[Problems to solve]
**a)** Answer these questions from the passage on the plane's control surfaces:
(i) What does the writer want to use to activate the control surfaces?
(ii) Which control surfaces has the writer split into separate panels?
(iii) What will the writer build in case of radio failure?
**b)** Return the part of the passage on the plane's control surfaces that begins at the words "The benefits of" and stops after the words "is pretty reliable.".
# Start of Given text
What I am trying to do is to activate the control surfaces of my full size plane (single seat) with servos. I have split the control surfaces (ailerons, flaps and rudder) into a number of separate panels both so that I can tailor each panel's deflection to correspond to the lift distribution of the wing/rudder, but also to make servo activation more manageable.

The benefits of controlling the control surfaces with a RC transmitter are quite exciting. I'd like to leverage the huge benefits of all the mixing which is available on today's RC transmitters. I will build in a full cable-activated backup to a separate control stick in case of radio failure. But I'm not expecting to use it. Modern RC kit is pretty reliable.
# End of Given text
# Start of Recorded data
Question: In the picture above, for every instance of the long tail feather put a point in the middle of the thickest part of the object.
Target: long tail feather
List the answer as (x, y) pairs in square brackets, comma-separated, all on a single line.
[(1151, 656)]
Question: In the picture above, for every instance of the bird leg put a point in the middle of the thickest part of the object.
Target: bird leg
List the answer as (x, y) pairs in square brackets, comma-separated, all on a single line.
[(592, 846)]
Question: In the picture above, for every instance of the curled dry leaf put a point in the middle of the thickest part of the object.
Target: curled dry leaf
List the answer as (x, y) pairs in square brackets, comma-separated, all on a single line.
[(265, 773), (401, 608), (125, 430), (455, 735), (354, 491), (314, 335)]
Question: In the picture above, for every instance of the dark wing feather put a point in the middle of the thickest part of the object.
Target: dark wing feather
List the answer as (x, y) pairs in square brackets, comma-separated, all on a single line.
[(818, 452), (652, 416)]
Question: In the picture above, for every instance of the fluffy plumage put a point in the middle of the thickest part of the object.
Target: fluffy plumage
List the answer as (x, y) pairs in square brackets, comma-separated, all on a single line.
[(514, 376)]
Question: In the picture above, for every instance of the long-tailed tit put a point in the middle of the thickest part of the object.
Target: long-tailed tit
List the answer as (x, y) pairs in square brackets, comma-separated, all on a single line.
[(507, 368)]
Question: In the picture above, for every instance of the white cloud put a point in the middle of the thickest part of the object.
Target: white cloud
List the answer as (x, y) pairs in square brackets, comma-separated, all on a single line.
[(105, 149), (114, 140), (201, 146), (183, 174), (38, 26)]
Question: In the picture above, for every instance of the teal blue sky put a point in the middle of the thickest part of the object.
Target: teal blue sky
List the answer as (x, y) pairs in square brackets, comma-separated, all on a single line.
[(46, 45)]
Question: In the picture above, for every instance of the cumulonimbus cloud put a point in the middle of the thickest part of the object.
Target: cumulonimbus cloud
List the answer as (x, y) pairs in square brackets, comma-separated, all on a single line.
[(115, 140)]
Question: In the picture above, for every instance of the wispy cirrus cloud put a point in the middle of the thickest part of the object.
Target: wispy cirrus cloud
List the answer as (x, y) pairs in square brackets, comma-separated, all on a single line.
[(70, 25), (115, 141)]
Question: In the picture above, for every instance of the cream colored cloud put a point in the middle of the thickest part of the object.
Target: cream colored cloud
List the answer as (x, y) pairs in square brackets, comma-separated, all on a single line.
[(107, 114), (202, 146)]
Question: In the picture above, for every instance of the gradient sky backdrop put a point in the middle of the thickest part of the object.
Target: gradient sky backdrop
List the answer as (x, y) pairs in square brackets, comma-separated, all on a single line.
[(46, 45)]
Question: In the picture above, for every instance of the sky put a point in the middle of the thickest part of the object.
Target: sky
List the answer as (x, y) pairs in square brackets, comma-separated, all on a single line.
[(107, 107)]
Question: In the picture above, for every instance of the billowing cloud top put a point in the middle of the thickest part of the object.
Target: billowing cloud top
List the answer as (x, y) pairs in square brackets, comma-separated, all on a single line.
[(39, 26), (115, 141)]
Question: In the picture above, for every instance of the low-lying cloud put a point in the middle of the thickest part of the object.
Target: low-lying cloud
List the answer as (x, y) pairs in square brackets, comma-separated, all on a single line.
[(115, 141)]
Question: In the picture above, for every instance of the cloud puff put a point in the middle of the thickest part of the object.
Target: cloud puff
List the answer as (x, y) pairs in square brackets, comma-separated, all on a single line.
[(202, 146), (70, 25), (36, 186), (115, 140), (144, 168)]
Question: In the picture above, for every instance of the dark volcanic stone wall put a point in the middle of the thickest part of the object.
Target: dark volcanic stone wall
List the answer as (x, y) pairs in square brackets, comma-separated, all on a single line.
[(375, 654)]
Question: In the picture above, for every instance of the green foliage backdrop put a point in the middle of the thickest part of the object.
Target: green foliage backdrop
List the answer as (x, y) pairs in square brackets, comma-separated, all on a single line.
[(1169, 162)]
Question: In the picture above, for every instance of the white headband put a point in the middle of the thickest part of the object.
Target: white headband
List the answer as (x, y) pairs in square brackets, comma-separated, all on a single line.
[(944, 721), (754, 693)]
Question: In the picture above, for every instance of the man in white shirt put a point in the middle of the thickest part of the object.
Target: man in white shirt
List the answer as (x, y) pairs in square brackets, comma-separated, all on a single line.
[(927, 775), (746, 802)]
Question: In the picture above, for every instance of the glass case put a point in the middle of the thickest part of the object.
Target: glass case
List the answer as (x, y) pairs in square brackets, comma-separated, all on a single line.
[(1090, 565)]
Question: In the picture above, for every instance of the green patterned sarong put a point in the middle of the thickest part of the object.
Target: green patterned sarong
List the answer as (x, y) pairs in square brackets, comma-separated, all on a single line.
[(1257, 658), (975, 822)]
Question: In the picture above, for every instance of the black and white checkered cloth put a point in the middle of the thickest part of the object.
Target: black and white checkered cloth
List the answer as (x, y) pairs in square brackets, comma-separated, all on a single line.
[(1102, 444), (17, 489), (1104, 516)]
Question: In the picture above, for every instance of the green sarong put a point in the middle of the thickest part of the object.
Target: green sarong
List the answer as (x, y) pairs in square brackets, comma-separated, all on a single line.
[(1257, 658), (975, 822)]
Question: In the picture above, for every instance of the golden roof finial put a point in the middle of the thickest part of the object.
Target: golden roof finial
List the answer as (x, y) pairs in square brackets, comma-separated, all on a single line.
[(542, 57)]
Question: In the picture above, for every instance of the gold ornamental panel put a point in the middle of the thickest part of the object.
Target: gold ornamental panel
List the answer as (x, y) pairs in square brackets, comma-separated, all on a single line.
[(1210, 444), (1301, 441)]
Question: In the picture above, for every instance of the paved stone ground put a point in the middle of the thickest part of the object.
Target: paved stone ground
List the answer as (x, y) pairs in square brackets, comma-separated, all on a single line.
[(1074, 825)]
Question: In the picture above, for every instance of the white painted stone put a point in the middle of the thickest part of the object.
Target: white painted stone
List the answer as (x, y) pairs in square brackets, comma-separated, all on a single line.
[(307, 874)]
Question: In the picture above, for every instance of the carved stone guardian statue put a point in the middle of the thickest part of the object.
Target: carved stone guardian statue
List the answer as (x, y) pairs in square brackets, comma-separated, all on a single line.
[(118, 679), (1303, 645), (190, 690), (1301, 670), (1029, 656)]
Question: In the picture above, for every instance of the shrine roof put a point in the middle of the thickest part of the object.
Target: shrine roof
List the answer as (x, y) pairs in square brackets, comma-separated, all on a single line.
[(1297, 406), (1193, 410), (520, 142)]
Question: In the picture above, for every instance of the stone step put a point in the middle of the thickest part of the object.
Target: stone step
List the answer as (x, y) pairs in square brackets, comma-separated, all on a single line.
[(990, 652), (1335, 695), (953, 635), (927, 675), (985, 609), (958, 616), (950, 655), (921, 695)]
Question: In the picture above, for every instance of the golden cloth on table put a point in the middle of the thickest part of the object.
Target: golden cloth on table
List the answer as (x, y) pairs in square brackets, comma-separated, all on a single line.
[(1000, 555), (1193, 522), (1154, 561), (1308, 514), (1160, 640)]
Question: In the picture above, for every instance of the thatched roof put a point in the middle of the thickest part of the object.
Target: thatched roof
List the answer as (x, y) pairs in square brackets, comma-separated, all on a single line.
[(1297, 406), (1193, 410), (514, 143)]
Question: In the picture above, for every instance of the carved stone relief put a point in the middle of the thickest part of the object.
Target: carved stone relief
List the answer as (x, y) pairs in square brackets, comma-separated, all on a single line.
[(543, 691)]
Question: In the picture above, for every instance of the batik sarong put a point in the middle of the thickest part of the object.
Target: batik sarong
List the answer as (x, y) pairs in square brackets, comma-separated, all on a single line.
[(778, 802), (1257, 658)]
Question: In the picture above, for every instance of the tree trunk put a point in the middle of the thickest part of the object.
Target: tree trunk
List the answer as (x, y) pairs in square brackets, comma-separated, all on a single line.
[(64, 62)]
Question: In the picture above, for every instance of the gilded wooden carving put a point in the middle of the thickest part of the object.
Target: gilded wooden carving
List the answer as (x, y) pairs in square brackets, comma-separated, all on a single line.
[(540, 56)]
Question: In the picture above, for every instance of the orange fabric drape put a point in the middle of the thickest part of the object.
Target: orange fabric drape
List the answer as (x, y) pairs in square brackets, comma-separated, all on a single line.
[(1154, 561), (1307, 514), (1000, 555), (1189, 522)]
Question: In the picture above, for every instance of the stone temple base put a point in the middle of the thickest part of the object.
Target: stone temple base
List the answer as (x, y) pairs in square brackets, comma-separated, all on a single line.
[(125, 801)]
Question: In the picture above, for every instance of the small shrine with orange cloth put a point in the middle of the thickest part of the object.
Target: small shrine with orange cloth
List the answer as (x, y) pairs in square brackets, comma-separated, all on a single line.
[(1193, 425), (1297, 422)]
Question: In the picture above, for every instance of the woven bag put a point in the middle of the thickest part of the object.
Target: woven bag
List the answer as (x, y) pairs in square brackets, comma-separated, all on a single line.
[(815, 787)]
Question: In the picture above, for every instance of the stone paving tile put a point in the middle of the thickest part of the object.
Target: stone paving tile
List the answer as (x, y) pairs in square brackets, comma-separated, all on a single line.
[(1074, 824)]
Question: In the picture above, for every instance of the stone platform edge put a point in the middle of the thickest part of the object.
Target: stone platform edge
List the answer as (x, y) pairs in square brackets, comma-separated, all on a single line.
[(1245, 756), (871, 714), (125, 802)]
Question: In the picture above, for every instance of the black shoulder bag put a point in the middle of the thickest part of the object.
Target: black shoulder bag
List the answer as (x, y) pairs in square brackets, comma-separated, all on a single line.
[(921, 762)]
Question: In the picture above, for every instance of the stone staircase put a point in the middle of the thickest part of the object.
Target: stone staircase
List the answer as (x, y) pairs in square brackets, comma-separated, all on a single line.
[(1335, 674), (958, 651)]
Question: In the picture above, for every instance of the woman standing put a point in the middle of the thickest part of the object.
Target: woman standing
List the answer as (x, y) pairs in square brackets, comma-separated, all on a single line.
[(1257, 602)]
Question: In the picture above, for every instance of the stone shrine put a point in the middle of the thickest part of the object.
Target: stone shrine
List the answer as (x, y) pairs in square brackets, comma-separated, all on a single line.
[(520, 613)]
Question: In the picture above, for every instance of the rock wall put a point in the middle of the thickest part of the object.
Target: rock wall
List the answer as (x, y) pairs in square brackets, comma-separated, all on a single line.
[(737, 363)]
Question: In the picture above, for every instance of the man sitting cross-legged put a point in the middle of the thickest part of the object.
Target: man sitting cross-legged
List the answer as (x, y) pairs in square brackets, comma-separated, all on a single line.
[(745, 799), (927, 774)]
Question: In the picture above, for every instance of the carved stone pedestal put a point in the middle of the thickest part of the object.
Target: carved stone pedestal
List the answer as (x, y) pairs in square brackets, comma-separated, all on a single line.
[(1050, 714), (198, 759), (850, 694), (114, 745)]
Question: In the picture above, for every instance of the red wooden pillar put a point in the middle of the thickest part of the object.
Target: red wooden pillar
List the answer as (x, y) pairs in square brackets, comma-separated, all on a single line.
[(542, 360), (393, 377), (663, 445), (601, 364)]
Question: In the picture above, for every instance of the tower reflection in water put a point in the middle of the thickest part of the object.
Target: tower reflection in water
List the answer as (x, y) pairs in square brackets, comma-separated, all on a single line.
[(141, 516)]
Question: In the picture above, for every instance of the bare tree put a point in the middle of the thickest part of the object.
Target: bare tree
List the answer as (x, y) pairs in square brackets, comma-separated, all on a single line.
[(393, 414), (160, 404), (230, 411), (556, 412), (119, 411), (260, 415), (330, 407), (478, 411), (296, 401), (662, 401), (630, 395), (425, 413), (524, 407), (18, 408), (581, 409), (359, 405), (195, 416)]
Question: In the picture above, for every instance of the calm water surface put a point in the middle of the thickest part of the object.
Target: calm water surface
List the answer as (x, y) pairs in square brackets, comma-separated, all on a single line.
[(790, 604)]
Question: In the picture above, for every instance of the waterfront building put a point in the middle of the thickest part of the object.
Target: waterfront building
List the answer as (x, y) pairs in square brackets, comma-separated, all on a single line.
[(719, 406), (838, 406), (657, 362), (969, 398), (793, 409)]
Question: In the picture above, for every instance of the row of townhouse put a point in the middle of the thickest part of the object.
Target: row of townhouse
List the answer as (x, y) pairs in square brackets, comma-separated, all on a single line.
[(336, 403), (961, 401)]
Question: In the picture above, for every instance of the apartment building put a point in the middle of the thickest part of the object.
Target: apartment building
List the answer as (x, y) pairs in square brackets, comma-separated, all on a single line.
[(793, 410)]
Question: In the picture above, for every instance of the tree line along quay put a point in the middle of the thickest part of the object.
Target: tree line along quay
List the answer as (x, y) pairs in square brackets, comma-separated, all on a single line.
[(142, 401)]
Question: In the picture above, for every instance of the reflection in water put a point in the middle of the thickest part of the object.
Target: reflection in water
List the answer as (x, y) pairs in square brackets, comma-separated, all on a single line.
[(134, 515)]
# End of Recorded data
[Task-by-task solutions]
**a)**
(i) Servos.
(ii) The ailerons, flaps and rudder.
(iii) A full cable-activated backup to a separate control stick.

**b)**
The benefits of controlling the control surfaces with a RC transmitter are quite exciting. I'd like to leverage the huge benefits of all the mixing which is available on today's RC transmitters. I will build in a full cable-activated backup to a separate control stick in case of radio failure. But I'm not expecting to use it. Modern RC kit is pretty reliable.